++++ Input for this task
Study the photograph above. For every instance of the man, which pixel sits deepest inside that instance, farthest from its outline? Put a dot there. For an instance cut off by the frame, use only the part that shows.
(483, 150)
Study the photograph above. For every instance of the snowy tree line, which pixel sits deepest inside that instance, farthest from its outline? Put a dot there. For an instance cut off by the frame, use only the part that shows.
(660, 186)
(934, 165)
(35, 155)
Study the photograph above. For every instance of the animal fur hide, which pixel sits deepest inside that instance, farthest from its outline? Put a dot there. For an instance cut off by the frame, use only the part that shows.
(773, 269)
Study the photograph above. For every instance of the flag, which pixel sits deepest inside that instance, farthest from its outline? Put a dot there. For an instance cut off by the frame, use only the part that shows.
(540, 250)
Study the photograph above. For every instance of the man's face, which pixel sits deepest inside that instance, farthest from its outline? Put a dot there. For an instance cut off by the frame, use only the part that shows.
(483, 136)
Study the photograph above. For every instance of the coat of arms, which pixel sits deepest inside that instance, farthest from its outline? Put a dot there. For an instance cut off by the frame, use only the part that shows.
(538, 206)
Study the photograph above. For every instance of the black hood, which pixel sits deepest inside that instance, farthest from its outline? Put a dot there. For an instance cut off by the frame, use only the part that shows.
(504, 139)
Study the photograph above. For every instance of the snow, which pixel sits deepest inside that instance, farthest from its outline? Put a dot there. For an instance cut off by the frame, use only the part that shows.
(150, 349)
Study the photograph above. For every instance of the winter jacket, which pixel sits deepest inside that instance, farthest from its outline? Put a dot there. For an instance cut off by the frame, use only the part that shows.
++++++++
Required work
Beginning with the line that has "Study the photograph above. For every instance of the black", set down every line of the entries above through the final one, unchanged.

Answer
Study the photograph above. For every instance of the black hood, which pixel sits deepest inside that instance, farthest from its outline? Put a dot there. For an instance cut off by the frame, use only the part that shows.
(504, 139)
Study the photograph above. For every instance of the snow, which pixel sits deepest inside that instance, farthest from its outline? Put a dot there. For an instance cut off by the frame, use only the part that shows.
(150, 349)
Study the photograph above. For every instance of the winter jacket, which pixel sits deepest inside that instance, farthest from its outline? Put a dot there. For an instance cut off by the frame, use only the part that shows.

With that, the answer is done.